PROBLEM TO SOLVE –
Could you show all lines in the entries below that contain the string "sausage"?

********

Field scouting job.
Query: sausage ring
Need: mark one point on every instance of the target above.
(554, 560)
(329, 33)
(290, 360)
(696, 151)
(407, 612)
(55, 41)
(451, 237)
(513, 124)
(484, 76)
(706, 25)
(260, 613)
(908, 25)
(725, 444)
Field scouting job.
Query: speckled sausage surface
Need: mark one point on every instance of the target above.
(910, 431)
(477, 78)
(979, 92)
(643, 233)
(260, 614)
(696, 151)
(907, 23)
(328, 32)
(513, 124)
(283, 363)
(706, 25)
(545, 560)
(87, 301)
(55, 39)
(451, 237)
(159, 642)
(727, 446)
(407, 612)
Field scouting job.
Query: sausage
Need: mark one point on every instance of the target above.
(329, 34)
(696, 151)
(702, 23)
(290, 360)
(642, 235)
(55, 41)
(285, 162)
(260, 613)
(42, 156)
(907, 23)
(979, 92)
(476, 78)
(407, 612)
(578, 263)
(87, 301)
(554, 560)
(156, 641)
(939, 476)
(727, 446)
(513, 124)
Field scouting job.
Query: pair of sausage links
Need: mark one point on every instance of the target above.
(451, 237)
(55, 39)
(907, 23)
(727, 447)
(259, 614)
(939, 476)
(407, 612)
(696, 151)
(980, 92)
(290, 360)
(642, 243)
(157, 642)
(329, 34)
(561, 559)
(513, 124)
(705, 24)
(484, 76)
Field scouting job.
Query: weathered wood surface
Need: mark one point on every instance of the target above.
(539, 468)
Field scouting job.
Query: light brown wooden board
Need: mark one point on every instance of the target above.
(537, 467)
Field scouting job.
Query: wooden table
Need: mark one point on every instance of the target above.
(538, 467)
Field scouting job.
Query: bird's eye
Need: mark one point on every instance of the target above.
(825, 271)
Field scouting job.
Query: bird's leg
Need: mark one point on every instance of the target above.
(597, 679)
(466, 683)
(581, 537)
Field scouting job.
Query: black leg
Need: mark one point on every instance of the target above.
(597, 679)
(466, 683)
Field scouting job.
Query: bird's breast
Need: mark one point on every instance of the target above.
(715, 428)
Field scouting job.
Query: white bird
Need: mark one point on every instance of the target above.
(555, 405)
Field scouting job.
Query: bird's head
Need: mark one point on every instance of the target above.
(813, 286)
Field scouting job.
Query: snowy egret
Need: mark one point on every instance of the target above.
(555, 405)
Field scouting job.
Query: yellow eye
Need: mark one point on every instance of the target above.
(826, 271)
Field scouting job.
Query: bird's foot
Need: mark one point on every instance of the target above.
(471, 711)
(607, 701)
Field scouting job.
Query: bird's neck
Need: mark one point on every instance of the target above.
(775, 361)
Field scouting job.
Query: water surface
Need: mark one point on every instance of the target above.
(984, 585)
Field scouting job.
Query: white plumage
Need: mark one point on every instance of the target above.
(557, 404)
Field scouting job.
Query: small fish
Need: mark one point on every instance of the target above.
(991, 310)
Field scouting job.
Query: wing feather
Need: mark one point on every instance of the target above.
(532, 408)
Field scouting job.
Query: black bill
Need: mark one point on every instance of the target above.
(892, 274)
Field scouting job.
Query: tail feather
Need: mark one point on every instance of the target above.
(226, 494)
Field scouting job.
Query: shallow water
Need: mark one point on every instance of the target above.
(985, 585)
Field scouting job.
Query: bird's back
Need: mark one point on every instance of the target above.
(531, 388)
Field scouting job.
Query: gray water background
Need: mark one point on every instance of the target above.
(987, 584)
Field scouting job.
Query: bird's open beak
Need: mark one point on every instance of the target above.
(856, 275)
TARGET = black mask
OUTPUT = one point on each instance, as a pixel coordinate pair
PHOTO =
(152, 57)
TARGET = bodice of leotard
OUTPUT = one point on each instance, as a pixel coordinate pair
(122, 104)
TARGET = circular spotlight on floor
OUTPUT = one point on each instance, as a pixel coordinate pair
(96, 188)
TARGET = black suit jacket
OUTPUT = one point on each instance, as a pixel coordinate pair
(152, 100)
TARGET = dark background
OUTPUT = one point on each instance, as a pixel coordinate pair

********

OUTPUT FOR THIS TASK –
Query: sausage ring
Query: speckled sausage surface
Query: sausage
Query: pair of sausage links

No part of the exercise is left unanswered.